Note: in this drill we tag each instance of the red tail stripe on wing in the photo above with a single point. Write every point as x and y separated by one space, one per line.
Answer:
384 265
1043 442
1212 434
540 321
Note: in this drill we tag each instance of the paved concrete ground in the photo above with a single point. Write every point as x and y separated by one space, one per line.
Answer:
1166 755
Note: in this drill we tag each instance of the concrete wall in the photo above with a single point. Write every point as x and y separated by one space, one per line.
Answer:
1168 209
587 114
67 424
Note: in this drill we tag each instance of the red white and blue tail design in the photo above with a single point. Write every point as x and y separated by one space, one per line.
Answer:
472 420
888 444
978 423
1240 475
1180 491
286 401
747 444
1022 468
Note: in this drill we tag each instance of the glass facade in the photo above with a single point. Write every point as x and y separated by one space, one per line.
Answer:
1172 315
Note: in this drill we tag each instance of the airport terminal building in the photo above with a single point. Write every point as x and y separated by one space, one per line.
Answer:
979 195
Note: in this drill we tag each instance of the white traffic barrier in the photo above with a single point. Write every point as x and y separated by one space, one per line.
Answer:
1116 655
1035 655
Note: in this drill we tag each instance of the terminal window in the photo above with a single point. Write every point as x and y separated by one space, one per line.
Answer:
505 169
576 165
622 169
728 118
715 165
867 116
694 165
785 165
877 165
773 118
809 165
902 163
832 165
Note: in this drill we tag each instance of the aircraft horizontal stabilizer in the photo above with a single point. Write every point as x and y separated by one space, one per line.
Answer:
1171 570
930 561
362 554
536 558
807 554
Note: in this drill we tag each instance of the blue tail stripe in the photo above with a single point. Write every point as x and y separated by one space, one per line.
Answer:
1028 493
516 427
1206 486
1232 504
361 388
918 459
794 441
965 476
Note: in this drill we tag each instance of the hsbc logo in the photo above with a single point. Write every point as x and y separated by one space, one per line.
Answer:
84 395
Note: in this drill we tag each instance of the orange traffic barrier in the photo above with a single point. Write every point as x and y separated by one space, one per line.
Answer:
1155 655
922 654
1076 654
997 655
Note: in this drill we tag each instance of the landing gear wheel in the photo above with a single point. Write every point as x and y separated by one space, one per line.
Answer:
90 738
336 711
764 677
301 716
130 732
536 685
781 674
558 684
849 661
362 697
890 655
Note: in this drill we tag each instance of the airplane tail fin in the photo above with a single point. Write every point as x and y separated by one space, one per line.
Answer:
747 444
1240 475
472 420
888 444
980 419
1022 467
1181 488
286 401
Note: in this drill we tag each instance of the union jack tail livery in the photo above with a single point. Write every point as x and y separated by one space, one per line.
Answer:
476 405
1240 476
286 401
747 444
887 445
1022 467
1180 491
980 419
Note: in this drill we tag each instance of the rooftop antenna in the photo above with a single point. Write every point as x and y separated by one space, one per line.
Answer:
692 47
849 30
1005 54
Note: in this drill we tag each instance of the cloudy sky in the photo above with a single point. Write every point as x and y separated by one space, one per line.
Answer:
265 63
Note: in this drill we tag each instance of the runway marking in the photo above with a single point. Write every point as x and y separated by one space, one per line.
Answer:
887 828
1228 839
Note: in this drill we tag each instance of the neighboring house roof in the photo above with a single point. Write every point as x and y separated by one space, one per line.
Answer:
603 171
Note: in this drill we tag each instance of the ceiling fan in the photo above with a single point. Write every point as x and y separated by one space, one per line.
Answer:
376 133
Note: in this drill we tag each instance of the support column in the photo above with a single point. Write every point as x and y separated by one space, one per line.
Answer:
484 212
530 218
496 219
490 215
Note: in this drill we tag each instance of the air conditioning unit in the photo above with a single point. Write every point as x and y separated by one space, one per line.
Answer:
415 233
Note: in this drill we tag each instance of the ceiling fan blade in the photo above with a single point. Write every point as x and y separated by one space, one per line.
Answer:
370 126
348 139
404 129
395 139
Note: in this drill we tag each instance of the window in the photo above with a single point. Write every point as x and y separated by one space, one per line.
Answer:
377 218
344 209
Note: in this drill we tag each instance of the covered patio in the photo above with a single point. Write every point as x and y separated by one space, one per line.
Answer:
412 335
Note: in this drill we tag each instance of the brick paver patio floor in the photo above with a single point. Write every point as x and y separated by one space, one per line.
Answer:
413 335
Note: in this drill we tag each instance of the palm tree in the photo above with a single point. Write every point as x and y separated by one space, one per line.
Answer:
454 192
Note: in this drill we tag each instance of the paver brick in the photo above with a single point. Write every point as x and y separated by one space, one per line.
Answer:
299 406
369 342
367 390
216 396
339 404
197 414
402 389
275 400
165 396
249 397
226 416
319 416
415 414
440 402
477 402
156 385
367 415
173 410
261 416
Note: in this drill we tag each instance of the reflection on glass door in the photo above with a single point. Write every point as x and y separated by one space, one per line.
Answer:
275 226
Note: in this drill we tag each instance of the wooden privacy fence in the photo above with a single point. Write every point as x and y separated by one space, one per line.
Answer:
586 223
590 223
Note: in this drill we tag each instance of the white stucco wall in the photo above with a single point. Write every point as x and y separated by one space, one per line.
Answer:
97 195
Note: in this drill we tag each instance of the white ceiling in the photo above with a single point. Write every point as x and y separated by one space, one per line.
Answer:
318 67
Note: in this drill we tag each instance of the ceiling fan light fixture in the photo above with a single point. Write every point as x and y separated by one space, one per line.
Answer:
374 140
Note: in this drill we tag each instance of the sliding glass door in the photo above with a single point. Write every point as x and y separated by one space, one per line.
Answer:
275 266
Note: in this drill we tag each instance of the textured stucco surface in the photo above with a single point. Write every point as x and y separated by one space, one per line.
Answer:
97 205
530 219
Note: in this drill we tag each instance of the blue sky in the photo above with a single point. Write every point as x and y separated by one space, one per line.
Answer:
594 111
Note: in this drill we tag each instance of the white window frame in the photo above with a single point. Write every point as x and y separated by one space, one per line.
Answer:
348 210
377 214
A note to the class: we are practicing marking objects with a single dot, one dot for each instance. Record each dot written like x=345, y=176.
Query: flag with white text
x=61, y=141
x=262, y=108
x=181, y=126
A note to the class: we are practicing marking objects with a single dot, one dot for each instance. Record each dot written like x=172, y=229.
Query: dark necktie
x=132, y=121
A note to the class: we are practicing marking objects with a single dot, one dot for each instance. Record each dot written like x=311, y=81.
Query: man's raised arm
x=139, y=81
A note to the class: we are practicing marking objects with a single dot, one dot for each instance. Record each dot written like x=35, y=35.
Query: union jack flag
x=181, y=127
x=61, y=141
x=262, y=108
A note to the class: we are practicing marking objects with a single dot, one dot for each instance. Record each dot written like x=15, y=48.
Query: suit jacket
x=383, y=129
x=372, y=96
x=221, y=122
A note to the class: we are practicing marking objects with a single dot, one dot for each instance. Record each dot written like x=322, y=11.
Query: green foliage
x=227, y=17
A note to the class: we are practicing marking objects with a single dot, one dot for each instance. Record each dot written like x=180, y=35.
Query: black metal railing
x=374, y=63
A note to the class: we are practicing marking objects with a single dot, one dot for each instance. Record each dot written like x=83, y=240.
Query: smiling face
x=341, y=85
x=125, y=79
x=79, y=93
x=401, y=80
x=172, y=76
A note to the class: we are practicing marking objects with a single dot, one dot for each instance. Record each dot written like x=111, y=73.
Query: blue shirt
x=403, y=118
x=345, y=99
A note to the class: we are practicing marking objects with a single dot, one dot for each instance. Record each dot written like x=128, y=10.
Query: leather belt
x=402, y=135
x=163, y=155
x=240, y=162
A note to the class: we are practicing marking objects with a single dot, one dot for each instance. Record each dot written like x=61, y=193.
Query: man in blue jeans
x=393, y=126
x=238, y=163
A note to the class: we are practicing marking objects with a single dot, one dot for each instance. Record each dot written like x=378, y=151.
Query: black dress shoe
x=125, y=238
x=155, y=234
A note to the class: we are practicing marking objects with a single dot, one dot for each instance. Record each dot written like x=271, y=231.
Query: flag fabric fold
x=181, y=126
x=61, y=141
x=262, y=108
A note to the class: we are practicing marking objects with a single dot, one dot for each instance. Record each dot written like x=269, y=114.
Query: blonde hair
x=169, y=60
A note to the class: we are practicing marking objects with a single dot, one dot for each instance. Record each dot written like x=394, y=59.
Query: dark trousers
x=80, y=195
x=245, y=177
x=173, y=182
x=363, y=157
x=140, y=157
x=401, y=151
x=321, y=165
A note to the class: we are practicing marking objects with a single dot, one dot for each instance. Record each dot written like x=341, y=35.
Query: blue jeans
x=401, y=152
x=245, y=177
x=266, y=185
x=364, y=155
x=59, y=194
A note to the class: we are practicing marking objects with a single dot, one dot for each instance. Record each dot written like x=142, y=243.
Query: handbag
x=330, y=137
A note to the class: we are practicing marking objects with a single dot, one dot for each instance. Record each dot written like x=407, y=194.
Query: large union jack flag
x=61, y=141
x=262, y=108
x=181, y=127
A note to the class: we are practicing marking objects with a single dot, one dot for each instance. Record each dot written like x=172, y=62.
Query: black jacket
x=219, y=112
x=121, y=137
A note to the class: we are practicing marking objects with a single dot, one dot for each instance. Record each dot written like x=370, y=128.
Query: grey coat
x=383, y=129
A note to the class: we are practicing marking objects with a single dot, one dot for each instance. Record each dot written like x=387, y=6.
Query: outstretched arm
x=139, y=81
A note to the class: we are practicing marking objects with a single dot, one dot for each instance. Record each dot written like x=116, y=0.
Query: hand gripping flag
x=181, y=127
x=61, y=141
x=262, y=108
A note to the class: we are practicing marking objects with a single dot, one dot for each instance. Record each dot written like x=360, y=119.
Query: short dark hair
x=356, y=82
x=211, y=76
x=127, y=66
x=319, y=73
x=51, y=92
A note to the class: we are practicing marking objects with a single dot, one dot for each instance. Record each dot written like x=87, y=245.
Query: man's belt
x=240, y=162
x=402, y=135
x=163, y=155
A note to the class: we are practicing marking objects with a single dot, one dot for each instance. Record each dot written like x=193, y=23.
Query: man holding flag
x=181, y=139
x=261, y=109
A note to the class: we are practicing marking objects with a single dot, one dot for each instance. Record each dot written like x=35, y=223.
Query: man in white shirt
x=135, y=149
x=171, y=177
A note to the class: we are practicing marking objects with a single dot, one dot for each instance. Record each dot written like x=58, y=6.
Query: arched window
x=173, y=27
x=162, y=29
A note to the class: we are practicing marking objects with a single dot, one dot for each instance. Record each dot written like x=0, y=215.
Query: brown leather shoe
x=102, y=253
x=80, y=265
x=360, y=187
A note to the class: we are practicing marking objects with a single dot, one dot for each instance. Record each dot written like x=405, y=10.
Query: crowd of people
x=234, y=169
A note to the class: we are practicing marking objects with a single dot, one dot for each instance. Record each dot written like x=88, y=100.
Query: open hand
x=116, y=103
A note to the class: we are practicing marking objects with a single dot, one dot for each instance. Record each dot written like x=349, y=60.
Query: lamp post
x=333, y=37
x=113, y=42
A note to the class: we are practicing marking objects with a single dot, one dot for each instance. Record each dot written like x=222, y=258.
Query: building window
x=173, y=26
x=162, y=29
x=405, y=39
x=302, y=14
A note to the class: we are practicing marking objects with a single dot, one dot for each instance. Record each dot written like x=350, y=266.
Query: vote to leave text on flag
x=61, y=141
§
- _AIM_
Write out again the part of the material that opens with the line containing "like x=88, y=100." and closes at the very end, keeping both ends.

- _RESULT BELOW_
A note to the class: we are practicing marking objects with a single dot, one dot for each instance. Record each dot written like x=88, y=100.
Query: open hand
x=116, y=103
A note to the class: we are practicing marking objects with a single dot, one dot for each instance. Record each dot written like x=349, y=60.
Query: lamp post
x=333, y=37
x=113, y=42
A note to the class: we are practicing marking objects with a single dot, one dot for each instance. Record each dot written like x=222, y=258.
Query: building window
x=173, y=26
x=162, y=29
x=405, y=39
x=302, y=14
A note to the class: we are practicing marking objects with a single dot, one dot for each instance. Record each dot written like x=350, y=266.
Query: vote to leave text on flag
x=61, y=141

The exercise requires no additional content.